** start The records **

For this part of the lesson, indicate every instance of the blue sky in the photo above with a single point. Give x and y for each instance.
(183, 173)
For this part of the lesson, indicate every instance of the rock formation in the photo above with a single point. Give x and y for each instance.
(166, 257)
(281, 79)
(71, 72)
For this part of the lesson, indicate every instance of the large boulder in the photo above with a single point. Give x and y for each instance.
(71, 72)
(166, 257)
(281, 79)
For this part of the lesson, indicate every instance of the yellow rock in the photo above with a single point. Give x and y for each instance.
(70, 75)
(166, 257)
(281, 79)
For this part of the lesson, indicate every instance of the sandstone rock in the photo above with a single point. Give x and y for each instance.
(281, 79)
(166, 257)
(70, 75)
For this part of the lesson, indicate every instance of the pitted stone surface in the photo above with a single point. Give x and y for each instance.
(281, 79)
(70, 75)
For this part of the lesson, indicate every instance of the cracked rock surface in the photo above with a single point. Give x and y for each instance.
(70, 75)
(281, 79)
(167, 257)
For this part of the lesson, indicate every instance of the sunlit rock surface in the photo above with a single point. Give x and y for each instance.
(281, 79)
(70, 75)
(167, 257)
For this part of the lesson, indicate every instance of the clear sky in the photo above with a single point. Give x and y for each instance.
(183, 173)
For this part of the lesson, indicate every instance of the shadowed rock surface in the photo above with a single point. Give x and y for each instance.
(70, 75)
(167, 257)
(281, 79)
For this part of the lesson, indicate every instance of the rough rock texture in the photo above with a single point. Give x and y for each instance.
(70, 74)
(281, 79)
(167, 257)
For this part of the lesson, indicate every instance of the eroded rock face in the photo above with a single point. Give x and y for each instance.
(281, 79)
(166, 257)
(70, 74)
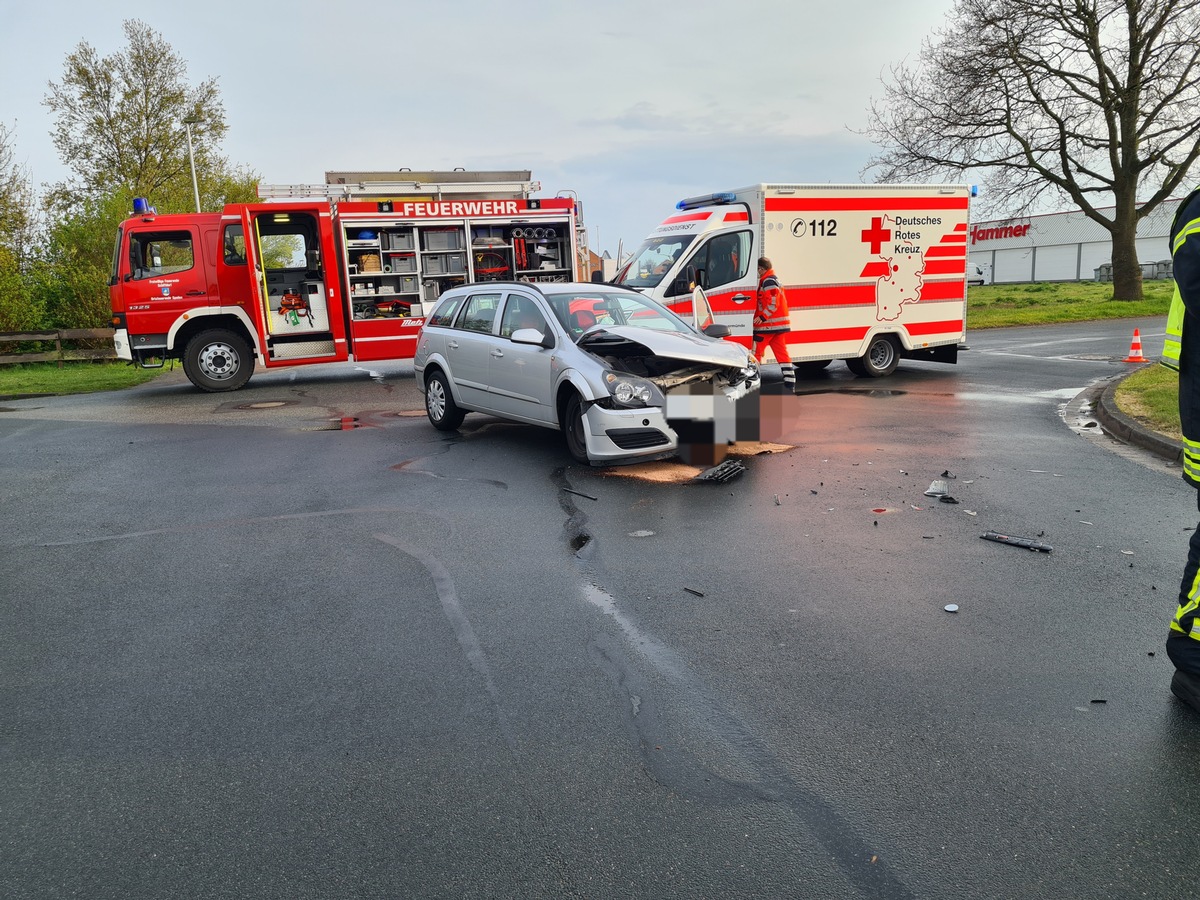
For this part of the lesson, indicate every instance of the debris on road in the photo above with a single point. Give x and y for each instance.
(1027, 543)
(937, 489)
(723, 472)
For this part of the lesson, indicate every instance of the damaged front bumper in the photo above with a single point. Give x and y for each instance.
(696, 412)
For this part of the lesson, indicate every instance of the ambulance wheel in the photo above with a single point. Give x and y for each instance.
(881, 358)
(574, 430)
(444, 413)
(217, 360)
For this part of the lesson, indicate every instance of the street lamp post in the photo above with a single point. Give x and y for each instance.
(191, 160)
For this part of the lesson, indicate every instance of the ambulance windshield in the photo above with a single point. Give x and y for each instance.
(653, 261)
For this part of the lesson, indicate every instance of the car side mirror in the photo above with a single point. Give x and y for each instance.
(533, 336)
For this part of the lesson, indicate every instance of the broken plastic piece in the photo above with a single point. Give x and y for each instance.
(1027, 543)
(721, 472)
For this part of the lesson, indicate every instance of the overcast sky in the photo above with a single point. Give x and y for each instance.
(633, 105)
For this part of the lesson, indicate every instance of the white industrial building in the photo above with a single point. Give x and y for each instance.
(1065, 246)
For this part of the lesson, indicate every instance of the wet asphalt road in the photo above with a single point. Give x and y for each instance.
(294, 643)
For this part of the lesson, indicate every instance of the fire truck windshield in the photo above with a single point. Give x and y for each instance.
(653, 261)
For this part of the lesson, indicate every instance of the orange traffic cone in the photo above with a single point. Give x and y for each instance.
(1135, 349)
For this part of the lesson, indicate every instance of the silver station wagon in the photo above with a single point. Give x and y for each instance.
(623, 377)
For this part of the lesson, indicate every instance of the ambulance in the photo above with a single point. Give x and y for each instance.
(874, 274)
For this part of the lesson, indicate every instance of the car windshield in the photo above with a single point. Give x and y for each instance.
(653, 261)
(582, 310)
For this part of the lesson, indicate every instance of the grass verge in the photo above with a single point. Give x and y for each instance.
(73, 377)
(1151, 396)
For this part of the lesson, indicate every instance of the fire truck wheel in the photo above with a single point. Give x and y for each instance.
(881, 358)
(217, 360)
(574, 430)
(444, 413)
(813, 367)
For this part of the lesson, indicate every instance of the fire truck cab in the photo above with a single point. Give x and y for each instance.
(299, 280)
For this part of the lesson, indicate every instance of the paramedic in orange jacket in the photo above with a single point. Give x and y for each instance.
(772, 322)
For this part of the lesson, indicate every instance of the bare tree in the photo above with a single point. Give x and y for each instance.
(1095, 101)
(119, 118)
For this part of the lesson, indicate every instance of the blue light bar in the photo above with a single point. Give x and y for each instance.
(708, 199)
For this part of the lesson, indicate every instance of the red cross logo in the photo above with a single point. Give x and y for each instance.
(876, 234)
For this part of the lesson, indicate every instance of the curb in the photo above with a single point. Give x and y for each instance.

** end The records **

■ Set problem ■
Reproduce the whole listing word for word, setting aside any pictures.

■ Output for this exercise ■
For this part of the lesson, indicate every instance of the blue sky in the photo above with a single point. Give x and y for each instance.
(183, 173)
For this part of the lesson, indicate every instance of the rock formation in the photo above with a single point. Give x and y for each instance.
(166, 257)
(281, 79)
(71, 72)
For this part of the lesson, indicate every instance of the large boulder in the photo above with a single point. Give x and y for each instance.
(71, 72)
(166, 257)
(281, 79)
For this part of the lesson, indicate every instance of the yellow rock in the photo above with a single point. Give x and y for each instance.
(70, 75)
(166, 257)
(281, 79)
For this part of the lesson, indicate every instance of the sandstone rock in the photo above with a single point. Give x and y for each instance.
(281, 79)
(166, 257)
(70, 75)
For this part of the lesson, indicate every instance of the pitted stone surface in the photo above with a single point. Give x and y for each instance.
(281, 79)
(70, 75)
For this part of the lesson, indicate every instance of the cracked rock surface in the photo above with a single point. Give x and y for each instance.
(70, 75)
(281, 79)
(167, 257)
For this part of the lesson, indicate every instance of the sunlit rock surface in the photo above with a single point. Give x and y for each instance.
(281, 79)
(70, 75)
(167, 257)
For this part of the lesson, indicate every instance of the clear sky in the photo above with a single point. Give x and y for each instance.
(183, 173)
For this part of the lesson, indicate every instance of the shadowed rock surface in the photo above with a single point. Give x and y for each instance.
(70, 75)
(167, 257)
(281, 79)
For this part of the lesson, indicate every instance of the rough rock texture in the photo above with a single point. Give x and y for each instance.
(70, 74)
(281, 79)
(167, 257)
For this part of the lesson, indicate every instance of the eroded rock face in the photo above with a single point. Give x and y for each instance.
(281, 79)
(166, 257)
(70, 74)
For this part of the lesson, indicate every instance of the debris on road in the photo above with a single point. Give x and y for each instance.
(1027, 543)
(937, 489)
(723, 472)
For this part of the lesson, indicate every instance of the damaged front bumper in the photo above with a single point. Give x and y for each instance.
(696, 412)
For this part of the lesson, indicate every instance of the ambulance wheel in the photo above with a single point. Give x and y for each instance.
(881, 358)
(574, 430)
(444, 413)
(217, 360)
For this part of the lesson, indicate every instance of the street lamp post in the photo above with a single point. Give x and y for each instance.
(191, 160)
For this part of the lesson, indicate every instance of the ambulance windshield in the photo above with a single point. Give x and y for each instance.
(653, 261)
For this part of the lesson, indicate every instance of the car side mirror in the photo above with a single point. Give x and y for each instance.
(533, 336)
For this part of the lesson, indicate every instance of the broken plastic piece in the photo above with a single point. Give x and y for each instance.
(1027, 543)
(721, 472)
For this part of the lesson, indicate every instance of the overcast sky in the photo above with a single point. Give x and y for each instance.
(633, 105)
For this part of the lesson, indicate every instance of the white industrial building in the photo above with a single point. Give x and y for each instance.
(1065, 246)
For this part of the lesson, indicate every instance of the wet asphalt road in the photo above with a single point. Give x and y for each instance.
(294, 643)
For this part of the lesson, indicate every instance of the fire truck windshield in the photo above with a single point. Give x and y for each instance.
(653, 261)
For this part of the lesson, indicate every instance of the orange traffic cone in the photo above with a single point. Give x and y for each instance.
(1135, 349)
For this part of the lesson, indicate every instance of the silver station wagon in the photo above with a single point. Give x and y for each instance.
(623, 377)
For this part of the lesson, indicate every instance of the ambulance in the photo above with a single point. Give x and y for each instance.
(874, 274)
For this part of the lesson, indicate every instance of the car windshield in the photo above with a single point. Give x and y for each instance.
(653, 261)
(582, 310)
For this part of the lesson, indicate every instance of the grass verge in the photo above with a single point. Give x and y for each instance.
(73, 377)
(1151, 396)
For this part of the lesson, indicate every instance of the fire truck wheel in the photo above with a single point. Give x and y for each instance.
(881, 358)
(217, 360)
(574, 430)
(444, 413)
(813, 367)
For this part of the lesson, indicate every instance of the fire truck cab in the photo above with a single point. Give x and y for each instance.
(299, 280)
For this part of the lesson, indicate every instance of the paramedic in orange jacket in the photo above with a single point. Give x and y for each instance.
(772, 322)
For this part of the lesson, indicate every instance of the bare tree in the photo above with a single point. Give x and y for each instance.
(1095, 101)
(119, 118)
For this part of the lesson, indicate every instance of the blue light bar in the photo above with a single point. Give x and y for each instance.
(708, 199)
For this part of the lesson, indicate every instance of the red cross logo in the photo above with a single point. Give x and y for each instance.
(876, 234)
For this part of the lesson, indicate every instance of the curb in the photo above with a single point. Give x and y for each instance.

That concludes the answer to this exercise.